• [Soal yang Diberikan] Kembalikan tanpa perubahan bagian kutipan tentang Negeri Kelelawar yang dimulai dengan "kelelawarSetelah dihajar preman" dan berlanjut hingga "dari incaran hukum.".

• [Kutipan Teks]
▬▬▬▬▬▬
Geger Ujian Nasional di Negeri Kelelawar

Kategori Negeri Kelelawar Oleh

Kisah ini merupakan bagian ke-9 dari serial “Negeri Kelelawar”. Yang belum sempat membaca, silakan nikmati dulu kisah Menagih Janji Politisi di Negeri Kelelawar (1)Ontran-ontran di Negeri Kelelawar (2)Situasi Chaos di Negeri Kelelawar Makin Parah (3)Angin Reformasi Berhembus Juga di Negeri Kelelawar (4)Menyiasati Kecamuk Separatisme di Negeri Kelelawar (5), Kekuasaan Negeri Kelelawar dalam Kepungan Ambisi Petualang Politik (6), Isu Dekrit Presiden di Negeri Kelelawar (7), dan Premanisme Merajalela di Negeri Kelelawar (8) ***

kelelawarSetelah dihajar preman dari berbagai lapis dan lini, rakyat negeri Kelelawar belum juga terbebas dari ancaman rasa takut. Bukan hanya preman-preman liar yang harus mereka hadapi, melainkan juga preman-preman berdasi yang nongkrong di berbagai birokrasi. Dalam menjalankan aksinya, para preman jelas sudah sangat mahir memasang strategi. Konon, keahlian mereka setingkat lebih tinggi ketimbang aparat keamanan, sehingga jejaknya sulit terendus. Mereka dikenal piawai memasang jerat dan perangkap, sehingga selalu lolos dari incaran hukum.
▬▬▬▬▬▬
• [Catatan Data]
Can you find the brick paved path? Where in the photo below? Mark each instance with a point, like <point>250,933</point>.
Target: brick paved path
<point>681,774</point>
▬▬▬▬▬▬
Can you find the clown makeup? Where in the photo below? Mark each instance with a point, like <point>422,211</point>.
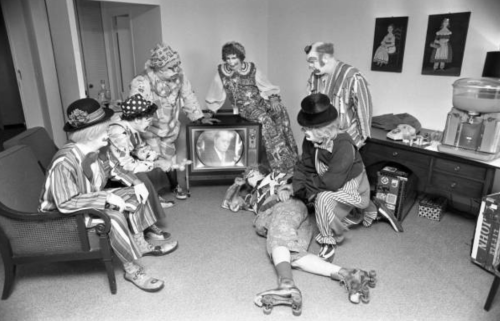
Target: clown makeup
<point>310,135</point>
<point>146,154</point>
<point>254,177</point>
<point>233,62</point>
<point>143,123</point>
▬▬▬▬▬▬
• [Jawaban yang Diharapkan]
kelelawarSetelah dihajar preman dari berbagai lapis dan lini, rakyat negeri Kelelawar belum juga terbebas dari ancaman rasa takut. Bukan hanya preman-preman liar yang harus mereka hadapi, melainkan juga preman-preman berdasi yang nongkrong di berbagai birokrasi. Dalam menjalankan aksinya, para preman jelas sudah sangat mahir memasang strategi. Konon, keahlian mereka setingkat lebih tinggi ketimbang aparat keamanan, sehingga jejaknya sulit terendus. Mereka dikenal piawai memasang jerat dan perangkap, sehingga selalu lolos dari incaran hukum.